#### DATA RECORDS ####

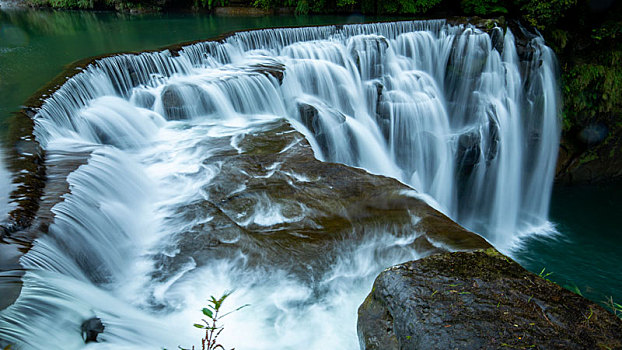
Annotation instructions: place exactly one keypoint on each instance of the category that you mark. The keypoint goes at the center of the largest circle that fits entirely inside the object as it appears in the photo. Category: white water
(434, 106)
(6, 186)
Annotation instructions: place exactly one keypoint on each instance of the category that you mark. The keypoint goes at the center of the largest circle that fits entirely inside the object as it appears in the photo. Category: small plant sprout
(615, 307)
(211, 323)
(544, 275)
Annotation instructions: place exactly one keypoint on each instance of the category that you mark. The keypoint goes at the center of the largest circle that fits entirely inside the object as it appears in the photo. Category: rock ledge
(479, 300)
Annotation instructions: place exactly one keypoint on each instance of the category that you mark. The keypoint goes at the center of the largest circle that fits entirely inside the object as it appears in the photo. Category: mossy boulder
(479, 300)
(274, 202)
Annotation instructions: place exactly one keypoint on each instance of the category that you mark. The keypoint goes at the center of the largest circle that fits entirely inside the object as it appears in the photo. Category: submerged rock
(91, 328)
(272, 201)
(479, 300)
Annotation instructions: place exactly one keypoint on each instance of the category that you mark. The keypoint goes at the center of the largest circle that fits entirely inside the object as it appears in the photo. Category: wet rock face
(277, 205)
(479, 300)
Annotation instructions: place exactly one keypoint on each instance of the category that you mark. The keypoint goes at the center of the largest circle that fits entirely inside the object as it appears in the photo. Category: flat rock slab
(479, 300)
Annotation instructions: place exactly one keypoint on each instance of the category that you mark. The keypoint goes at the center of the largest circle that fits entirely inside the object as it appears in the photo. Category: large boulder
(274, 202)
(479, 300)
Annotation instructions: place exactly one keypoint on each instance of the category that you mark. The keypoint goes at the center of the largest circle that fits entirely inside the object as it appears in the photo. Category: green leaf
(207, 312)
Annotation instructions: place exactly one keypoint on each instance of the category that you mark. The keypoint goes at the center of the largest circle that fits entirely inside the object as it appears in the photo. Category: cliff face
(479, 300)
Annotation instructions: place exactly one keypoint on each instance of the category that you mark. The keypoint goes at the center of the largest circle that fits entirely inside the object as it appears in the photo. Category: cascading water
(450, 110)
(5, 188)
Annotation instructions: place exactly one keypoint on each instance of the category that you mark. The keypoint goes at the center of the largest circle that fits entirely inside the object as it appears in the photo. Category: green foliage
(542, 14)
(211, 323)
(483, 7)
(593, 89)
(209, 3)
(614, 307)
(544, 275)
(405, 6)
(82, 4)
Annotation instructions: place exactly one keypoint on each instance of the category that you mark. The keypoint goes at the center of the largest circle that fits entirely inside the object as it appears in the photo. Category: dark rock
(322, 204)
(479, 300)
(91, 328)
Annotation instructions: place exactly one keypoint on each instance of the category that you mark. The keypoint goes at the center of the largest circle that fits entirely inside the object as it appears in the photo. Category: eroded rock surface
(479, 300)
(273, 201)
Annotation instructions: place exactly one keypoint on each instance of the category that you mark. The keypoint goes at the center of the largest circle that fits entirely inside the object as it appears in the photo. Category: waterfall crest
(463, 116)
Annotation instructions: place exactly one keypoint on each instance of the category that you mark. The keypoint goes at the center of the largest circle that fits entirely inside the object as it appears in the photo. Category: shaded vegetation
(585, 34)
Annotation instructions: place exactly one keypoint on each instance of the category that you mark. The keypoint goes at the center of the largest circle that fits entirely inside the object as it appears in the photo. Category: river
(35, 45)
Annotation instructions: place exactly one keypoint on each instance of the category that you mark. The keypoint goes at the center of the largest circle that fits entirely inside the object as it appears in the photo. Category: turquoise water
(587, 253)
(35, 46)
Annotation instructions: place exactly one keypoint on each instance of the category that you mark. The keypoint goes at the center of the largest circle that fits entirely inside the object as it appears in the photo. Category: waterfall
(5, 188)
(452, 111)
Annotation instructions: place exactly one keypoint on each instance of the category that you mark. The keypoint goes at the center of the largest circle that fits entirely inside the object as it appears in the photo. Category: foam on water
(446, 109)
(6, 186)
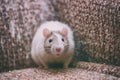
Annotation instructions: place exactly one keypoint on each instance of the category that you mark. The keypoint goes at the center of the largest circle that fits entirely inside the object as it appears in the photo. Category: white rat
(53, 42)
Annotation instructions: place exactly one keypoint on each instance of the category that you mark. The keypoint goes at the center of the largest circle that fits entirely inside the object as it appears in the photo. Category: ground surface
(55, 74)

####

* TASK BRIEF *
Dropping every picture, restate the material word for word.

* ANSWER AREA *
Annotation instructions: place exactly one keypoint on each instance of the category that you mark. The keypoint goes at the center of the largest circle that fits entirely inside the object as it appears in the photo. Category: white water
(434, 106)
(6, 186)
Annotation instructions: place exactly one keypoint on each instance of the category that you mark. The keypoint goes at the center of the largest circle that fits entirely inside the object as it appears in the photo. Category: small plant sprout
(615, 307)
(211, 323)
(544, 275)
Annotation instructions: place exactly one keypoint on each instance of the category that you mark. The keypoint goes at the center of the largest circle that fits entirely inside the object as it appears in the photo. Category: rock ledge
(479, 300)
Annotation instructions: place exactly one keypoint on each instance of the category that you mark. The keypoint goes at the center of the largest circle that fits entirely inside the object as it appears in the photo. Category: mossy boulder
(479, 300)
(274, 202)
Annotation instructions: place exactly one keypoint on each instance of the category that you mark. The keypoint goes at the center of the largest circle that fits entirely inside the object as it appears in the photo. Category: submerged rock
(91, 328)
(272, 201)
(479, 300)
Annotation instructions: place exactly one keypoint on each instance of the category that you mark. The keypoint goes at the center of the largest circle that fits entirely inside the object as it appears in the photo. Category: wet rock face
(277, 205)
(479, 300)
Annotation instructions: place exactly one keypoint on each instance of the category that you mark. The keypoint goes at the center of the largest circle that fits entirely inside the object as it appears in the photo. Category: flat rock slab
(479, 300)
Annotation instructions: place exactly one keypoint on each instance of the category that you mark. The keypoint goes at the center of the largest circle that fits entirely inside the object as it appears in the photo. Category: large boulder
(274, 202)
(479, 300)
Annotation instructions: place exactly one keypoint on each instance of the category that you mark. The keypoint goes at the center of the largest circle that fits entirely inside the object as it appears in the photo. Category: green leaf
(207, 312)
Annotation instructions: place exactly one keypoint on each instance of the category that you mark. The keypoint goes at the center of the largest circle that fits entirely inside the object as it appears in the photo. Category: cliff face
(479, 300)
Annotation instructions: place exactly one keypoint on each instance of the category that you mark. The keypoint goes at the center of the largest circle that fits entirely inside the object as it appears in the photo. Category: cascading water
(450, 110)
(5, 188)
Annotation instructions: place exactly one keypoint on each instance of the category that you mark. The keypoint goes at the center of the largest circle that fits entirely inside the object as it appears in the photo. Category: green foliage
(542, 14)
(211, 323)
(483, 7)
(593, 89)
(209, 3)
(614, 307)
(544, 275)
(405, 6)
(82, 4)
Annotation instructions: place exactly one keypoint on each instance of the category that you mark. The keypoint goes at the center of the largest circle that fits entirely inside the object as it appears in the photo. Category: dark rock
(322, 204)
(479, 300)
(91, 328)
Annotation instructions: place exactly one keypoint on each instance of the category that you mark. The keypoint goes at the center of the largest circle that fits entirely inside the object as it appears in the photo. Category: eroded rock surface
(479, 300)
(273, 201)
Annotation instructions: place exactly one keypoint on each instance of the category that you mark. The keypoint goes at the center of the largest circle that fits entirely inside the object as it appears in the photo. Category: waterfall crest
(463, 116)
Annotation instructions: place exactly one keypoint on each instance of the category that you mark. The keypoint goes at the center of the largest circle that fits entirely inside the object as it appears in the photo. Category: shaded vegetation
(585, 34)
Annotation instructions: place exactly one keypoint on each instance of the category that you mark. The keypoint goes at the center of the largest circle that fits entirely inside the object as it appears in the photo. Category: river
(35, 45)
Annotation instructions: place exactly one keypoint on each instance of the category that you mark. The keypoint goes at the center of the largest circle that fits entirely inside the object as it appears in the photo. Category: turquoise water
(587, 253)
(35, 46)
Annotation instructions: place exactly one keypoint on each instance of the category that you mark. The keypoint goes at the center of the largest circle that fits entirely inside the object as it appears in the photo. Category: waterfall
(5, 188)
(452, 111)
Annotation instructions: place exactly one keypoint on each instance of the category that you mark. The keypoint goes at the center of the largest circle that fits entirely inside the object as it appears in the photo. Category: foam on water
(446, 109)
(6, 186)
Annotation instructions: place exactly one keypoint on each instance of the category that you mark. The keypoint goes at the center of the largest circle that fits entirely inside the object as it appears in the photo. Category: white rat
(53, 42)
Annotation instructions: place exactly one keypoint on each instance of the category that you mark. The keypoint goes at the center of the largest circle that fits entirely inside the object as it appears in the photo. Category: ground surface
(55, 74)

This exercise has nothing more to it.